Begin

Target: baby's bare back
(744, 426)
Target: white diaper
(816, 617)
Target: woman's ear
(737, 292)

End

*Requirement*
Express the material above as a JSON list of strings, with one string per line and blank lines omitted.

*Answer to this exercise*
[
  "Target: baby's bare back",
  "(744, 426)",
  "Target: white diaper",
  "(816, 617)",
  "Target: woman's ear",
  "(737, 292)"
]